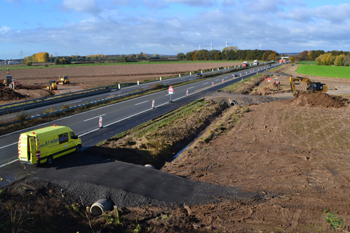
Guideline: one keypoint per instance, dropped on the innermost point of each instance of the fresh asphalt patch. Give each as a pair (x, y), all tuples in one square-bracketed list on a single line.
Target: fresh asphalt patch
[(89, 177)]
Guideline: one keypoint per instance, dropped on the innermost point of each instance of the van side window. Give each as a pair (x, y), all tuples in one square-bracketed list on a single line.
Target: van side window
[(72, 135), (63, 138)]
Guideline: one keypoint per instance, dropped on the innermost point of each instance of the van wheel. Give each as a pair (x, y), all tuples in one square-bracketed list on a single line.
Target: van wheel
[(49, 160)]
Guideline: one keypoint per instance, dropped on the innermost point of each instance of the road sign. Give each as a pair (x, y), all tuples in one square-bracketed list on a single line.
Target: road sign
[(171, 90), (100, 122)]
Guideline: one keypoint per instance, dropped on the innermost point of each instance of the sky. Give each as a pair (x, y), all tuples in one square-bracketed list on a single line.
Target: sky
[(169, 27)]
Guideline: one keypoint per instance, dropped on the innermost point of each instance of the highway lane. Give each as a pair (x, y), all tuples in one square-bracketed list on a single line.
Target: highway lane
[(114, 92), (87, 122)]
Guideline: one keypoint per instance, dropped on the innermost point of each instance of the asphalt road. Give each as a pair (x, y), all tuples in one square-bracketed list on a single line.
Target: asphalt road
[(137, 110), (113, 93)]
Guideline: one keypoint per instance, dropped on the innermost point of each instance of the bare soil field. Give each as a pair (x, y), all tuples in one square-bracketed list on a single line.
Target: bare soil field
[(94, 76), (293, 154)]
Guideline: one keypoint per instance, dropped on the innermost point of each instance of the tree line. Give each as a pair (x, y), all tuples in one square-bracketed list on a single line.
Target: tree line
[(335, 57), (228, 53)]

.....

[Your objective] In the listing above, the line containing "Target: sky" and all lines after it are to be restated word for word.

[Exercise solution]
Target: sky
[(169, 27)]
Guideline: one keypoint per instance, dropped on the innermost point of each instance of the highway lane. Give each as a pair (x, y), all tuples in one square-bracketed list on a single line.
Target: highway lane
[(114, 92), (87, 122)]
Guideline: one keypoint per instance, dropped on the innermost point of each instance of the asphalt road. Give each as a pair (x, y), all tuples in one square-bracketed list on a single line.
Target: asphalt road
[(137, 110), (113, 93)]
Guideline: one keypoint per instance, dropped on the innermost point of each instance of the bare soil field. Give each as a pair (x, y), all tuples in one square-bracketed list on a single line.
Target: bare soil field
[(94, 76), (293, 154)]
Guideline: one keypoint per instance, dropped on the innermost point of each instance of the tree line. Give each as a pair (x, y), all tuples in one square-bracketed list on a single line.
Target: tree line
[(335, 57), (228, 53)]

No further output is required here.